### What the task asks
Transcribe every record below word for word.

### Material for the task
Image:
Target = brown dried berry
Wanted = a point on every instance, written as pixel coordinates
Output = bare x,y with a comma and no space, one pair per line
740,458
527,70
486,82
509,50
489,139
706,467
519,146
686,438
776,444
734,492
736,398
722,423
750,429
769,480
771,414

### The completed task
Image:
Target = brown dried berry
Wanted = a point on every instance, written as pixel coordinates
Output = bare x,y with a comma and no space, one pair per line
740,458
527,70
486,82
509,50
489,139
706,467
519,146
686,438
776,444
734,492
736,398
722,423
750,429
769,480
771,414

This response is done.